## TEXTE À LIRE:

Stones, 41 | Dirty Mac, Keith Richards on bass

50 histoires vraies concernant les Rolling Stones – un légendaire moderne


On est le 11 décembre 1968. Avant le Rock’n Roll Circus, la grande idée des Stones qui n’ont pas joué en public depuis 2 ans, les répétitions. Tout ira de travers, mais leur passage, Richards Les Paul en avant, et l’effacement de Brian, comporte le meilleur Jumping Jack Flash qu’ils aient peut-être joué, on en a parlé.

On a les Who, Jethro Tull et d’autres, mais on n’a pas pu avoir les Beatles. Quand à Toronto John Lennon lancera le Plastic Ono Band, Eric Clapton sera le guitariste en titre, promesse éventuelle pour le rebond d’après Beatles, qui ne se fera pas.

Ce soir, Lennon va chanter cet hymne du double blanc ((The eagle picks my eye / The worm he licks my bones / I feel so suicidal / Just like Dylan’s Mr. Jones / Lonely wanna die / If I ain’t dead already) et il aura à son service Mitch Mitchell (le génial accompagnateur de Jimi Hendrix) à la batterie, Eric Clapton à la guitare solo, et Keith Richards à la basse.

Parce que n’importe quel guitariste peut se saisir d’une basse et en jouer ? Tous les bassistes disent le contraire : disent qu’on reconnaît facilement si le type est d’abord guitariste, ou joue la basse pour elle-même.

Peut-être que c’est dans le son et l’obsession rythmique de la basse qu’il faut chercher la cave, le son de basse que portent en eux, même quand ils jouent de la guitare, les as de la 6 cordes. Jimi Hendrix non seulement tient la basse dans nombre d’enregistrements de la dernière période, mais dans les after de clubs avec l’Experience, Noel Redding prend la guitare et Hendrix accompagne, ce sera d’ailleurs un des motifs de tension. Combien aussi de photos de Dylan avec basse.

La photo ci-dessous est importante. Parce que c’est Ian Stewart qui la prend. Et il la prend depuis l’intérieur du studio Olympic. On est fin novembre 1966. Richards a le droit, parce qu’il a composé Let’s Spend The Night Together, sur une idée de petit riff qu’il joue d’un doigt au piano. C’est sa chanson. Mais ce jour-là, dans le studio, il prend la basse et réenregistre la partie de Bill Wyman. C’est le regard de Wyman que fixe Stewart, un regard qui n’aurait pas été donné à quelqu’un d’extérieur au centre sismique du groupe.

## À FAIRE:
1 – D'après le texte sur les Rolling Stones, qui prend la photo mentionnée dans le dernier paragraphe ?
2 – Recopiez mot pour mot le passage du texte sur les Rolling Stones compris entre « Ce soir, Lennon » et « basse pour elle-même. », ces deux extraits inclus.

## DONNÉES:

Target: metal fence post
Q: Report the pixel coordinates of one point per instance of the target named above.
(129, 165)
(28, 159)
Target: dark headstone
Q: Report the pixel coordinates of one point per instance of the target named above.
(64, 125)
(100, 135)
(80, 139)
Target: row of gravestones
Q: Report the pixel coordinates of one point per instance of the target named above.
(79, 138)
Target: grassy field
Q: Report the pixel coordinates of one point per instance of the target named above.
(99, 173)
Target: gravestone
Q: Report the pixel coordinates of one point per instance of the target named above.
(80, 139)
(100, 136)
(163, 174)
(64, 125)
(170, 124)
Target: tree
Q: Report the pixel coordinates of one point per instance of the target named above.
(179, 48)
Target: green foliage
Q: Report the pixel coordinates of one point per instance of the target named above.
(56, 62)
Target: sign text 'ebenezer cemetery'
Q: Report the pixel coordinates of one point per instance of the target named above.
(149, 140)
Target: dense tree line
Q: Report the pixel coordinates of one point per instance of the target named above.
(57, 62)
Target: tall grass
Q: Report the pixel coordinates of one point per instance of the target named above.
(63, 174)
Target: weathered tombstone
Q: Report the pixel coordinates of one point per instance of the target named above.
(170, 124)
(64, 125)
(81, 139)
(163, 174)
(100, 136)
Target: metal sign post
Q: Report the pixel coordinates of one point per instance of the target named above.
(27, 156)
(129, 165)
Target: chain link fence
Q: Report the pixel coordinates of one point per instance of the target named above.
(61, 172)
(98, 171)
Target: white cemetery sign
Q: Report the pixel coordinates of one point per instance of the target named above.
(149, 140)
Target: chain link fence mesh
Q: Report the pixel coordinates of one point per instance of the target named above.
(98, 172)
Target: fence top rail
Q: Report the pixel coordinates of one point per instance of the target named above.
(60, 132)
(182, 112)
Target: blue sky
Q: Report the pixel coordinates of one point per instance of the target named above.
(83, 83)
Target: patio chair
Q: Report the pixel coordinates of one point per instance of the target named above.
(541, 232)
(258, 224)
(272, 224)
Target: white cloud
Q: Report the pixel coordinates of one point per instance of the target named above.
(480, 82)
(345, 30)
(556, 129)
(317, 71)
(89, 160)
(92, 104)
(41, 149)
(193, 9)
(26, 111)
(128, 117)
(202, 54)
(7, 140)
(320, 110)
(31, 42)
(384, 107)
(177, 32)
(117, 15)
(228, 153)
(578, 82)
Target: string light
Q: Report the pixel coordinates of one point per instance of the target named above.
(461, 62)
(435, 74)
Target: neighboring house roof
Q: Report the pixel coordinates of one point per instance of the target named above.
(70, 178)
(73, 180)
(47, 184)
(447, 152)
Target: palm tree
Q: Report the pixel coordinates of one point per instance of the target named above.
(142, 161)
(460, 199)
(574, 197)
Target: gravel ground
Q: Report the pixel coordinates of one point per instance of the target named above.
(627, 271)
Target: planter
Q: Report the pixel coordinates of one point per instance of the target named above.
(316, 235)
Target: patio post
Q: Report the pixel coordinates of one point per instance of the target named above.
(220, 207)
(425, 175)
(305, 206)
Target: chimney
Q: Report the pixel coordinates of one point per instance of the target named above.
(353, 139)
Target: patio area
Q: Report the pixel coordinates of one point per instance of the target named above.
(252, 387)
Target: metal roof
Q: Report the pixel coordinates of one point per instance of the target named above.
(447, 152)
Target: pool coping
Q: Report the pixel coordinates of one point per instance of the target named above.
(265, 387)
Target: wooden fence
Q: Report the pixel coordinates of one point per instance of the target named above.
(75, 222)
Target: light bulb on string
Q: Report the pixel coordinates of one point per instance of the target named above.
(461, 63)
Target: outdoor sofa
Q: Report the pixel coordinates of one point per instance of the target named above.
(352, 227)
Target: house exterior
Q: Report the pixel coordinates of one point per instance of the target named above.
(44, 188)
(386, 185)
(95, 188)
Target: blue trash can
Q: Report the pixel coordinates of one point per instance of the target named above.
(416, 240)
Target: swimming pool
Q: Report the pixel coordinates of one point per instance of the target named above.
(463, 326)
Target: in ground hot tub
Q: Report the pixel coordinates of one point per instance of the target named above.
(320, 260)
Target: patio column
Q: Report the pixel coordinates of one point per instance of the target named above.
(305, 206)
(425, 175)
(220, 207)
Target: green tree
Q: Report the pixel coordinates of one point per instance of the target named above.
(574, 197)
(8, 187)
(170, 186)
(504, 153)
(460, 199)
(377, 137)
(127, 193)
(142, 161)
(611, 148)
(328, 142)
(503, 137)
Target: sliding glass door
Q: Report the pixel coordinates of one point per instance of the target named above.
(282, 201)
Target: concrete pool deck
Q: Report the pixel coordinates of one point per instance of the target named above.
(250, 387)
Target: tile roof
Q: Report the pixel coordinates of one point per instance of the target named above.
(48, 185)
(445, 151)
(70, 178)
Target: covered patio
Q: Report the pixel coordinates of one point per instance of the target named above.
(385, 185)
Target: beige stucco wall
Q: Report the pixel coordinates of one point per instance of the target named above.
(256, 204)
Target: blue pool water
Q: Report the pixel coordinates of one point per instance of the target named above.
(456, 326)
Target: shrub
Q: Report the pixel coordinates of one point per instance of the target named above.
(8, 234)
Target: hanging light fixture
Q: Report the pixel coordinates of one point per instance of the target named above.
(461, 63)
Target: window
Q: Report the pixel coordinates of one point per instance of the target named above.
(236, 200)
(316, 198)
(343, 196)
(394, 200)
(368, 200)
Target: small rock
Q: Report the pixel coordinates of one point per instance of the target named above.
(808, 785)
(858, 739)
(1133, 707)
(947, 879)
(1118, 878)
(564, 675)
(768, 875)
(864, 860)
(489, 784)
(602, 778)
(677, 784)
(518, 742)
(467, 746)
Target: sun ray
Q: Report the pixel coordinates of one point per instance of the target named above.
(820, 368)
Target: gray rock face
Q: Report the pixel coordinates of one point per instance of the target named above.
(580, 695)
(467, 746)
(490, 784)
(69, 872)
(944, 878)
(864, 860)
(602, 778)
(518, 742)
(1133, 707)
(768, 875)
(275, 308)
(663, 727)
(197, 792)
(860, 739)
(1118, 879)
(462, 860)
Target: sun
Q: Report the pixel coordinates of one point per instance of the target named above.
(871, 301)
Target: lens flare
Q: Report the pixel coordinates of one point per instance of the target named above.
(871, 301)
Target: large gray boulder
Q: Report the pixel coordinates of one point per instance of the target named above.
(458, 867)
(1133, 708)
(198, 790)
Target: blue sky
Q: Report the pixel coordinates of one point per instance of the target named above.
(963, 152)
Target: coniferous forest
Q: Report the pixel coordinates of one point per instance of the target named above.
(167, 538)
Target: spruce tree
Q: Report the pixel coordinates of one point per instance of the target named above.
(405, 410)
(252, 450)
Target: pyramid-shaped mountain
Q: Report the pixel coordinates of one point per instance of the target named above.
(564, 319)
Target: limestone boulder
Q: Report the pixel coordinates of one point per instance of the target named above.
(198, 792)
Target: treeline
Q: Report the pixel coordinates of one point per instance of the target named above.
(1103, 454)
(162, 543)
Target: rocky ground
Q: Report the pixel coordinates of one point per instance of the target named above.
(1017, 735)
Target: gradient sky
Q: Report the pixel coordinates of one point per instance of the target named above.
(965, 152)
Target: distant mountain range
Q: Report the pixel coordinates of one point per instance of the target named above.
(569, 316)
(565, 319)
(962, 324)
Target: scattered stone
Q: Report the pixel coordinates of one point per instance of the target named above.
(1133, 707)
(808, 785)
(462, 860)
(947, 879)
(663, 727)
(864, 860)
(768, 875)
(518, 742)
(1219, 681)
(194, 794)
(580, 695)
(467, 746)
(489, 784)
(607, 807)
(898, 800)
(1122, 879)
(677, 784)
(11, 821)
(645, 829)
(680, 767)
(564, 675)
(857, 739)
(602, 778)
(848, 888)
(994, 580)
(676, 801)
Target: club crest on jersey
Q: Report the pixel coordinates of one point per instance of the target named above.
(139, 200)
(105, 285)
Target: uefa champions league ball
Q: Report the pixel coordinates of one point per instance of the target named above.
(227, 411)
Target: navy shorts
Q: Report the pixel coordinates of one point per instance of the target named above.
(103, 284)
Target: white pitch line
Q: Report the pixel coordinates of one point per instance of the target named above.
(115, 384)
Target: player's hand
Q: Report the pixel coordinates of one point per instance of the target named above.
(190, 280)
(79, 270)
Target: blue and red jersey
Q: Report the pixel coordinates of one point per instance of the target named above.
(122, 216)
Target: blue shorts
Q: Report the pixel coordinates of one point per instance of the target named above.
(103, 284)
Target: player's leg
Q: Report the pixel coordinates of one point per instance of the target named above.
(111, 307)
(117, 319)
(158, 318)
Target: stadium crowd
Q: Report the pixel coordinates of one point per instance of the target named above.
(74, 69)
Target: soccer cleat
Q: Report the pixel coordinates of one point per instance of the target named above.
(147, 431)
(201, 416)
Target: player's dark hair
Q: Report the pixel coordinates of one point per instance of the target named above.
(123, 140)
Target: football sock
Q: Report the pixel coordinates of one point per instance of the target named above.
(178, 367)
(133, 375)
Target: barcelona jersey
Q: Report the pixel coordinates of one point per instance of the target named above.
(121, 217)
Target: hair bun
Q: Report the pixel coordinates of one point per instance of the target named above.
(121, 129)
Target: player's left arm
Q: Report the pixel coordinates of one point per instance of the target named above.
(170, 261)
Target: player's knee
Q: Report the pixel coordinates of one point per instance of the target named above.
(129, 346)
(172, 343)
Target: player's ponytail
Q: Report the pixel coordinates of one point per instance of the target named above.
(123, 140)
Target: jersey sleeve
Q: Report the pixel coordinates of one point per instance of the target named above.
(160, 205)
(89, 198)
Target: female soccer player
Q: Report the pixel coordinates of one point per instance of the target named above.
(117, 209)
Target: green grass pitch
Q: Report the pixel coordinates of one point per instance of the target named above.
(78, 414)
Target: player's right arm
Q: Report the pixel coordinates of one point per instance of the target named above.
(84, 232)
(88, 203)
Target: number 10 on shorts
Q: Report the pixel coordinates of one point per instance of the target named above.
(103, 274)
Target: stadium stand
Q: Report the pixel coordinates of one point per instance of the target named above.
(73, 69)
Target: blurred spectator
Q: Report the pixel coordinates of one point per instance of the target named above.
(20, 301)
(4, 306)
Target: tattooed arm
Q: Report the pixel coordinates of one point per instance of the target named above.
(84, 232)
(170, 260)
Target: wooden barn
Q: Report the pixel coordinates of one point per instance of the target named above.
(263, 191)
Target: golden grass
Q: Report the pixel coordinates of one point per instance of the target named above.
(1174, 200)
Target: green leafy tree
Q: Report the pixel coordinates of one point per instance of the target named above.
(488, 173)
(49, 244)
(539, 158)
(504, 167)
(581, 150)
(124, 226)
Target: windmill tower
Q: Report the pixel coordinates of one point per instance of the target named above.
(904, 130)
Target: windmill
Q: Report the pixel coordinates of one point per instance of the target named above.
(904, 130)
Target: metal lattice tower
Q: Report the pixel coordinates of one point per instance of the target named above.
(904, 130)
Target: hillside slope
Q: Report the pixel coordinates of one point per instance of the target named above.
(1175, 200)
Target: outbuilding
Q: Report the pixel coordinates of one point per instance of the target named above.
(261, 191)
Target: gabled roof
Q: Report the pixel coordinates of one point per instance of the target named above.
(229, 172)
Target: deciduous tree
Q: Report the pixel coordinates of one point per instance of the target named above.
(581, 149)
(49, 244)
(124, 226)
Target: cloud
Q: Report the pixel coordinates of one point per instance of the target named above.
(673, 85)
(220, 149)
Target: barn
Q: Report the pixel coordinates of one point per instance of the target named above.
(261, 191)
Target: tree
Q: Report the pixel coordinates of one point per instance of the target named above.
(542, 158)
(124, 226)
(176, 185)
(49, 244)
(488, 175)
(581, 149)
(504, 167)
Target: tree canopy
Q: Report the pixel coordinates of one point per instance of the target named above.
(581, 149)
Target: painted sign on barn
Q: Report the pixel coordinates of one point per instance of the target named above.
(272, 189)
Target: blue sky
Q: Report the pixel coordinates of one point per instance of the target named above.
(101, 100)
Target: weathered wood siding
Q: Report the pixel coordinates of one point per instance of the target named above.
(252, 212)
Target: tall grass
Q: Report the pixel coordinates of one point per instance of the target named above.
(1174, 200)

## CORRIGÉ:
1 – Ian Stewart.

2 –
Ce soir, Lennon va chanter cet hymne du double blanc ((The eagle picks my eye / The worm he licks my bones / I feel so suicidal / Just like Dylan’s Mr. Jones / Lonely wanna die / If I ain’t dead already) et il aura à son service Mitch Mitchell (le génial accompagnateur de Jimi Hendrix) à la batterie, Eric Clapton à la guitare solo, et Keith Richards à la basse.

Parce que n’importe quel guitariste peut se saisir d’une basse et en jouer ? Tous les bassistes disent le contraire : disent qu’on reconnaît facilement si le type est d’abord guitariste, ou joue la basse pour elle-même.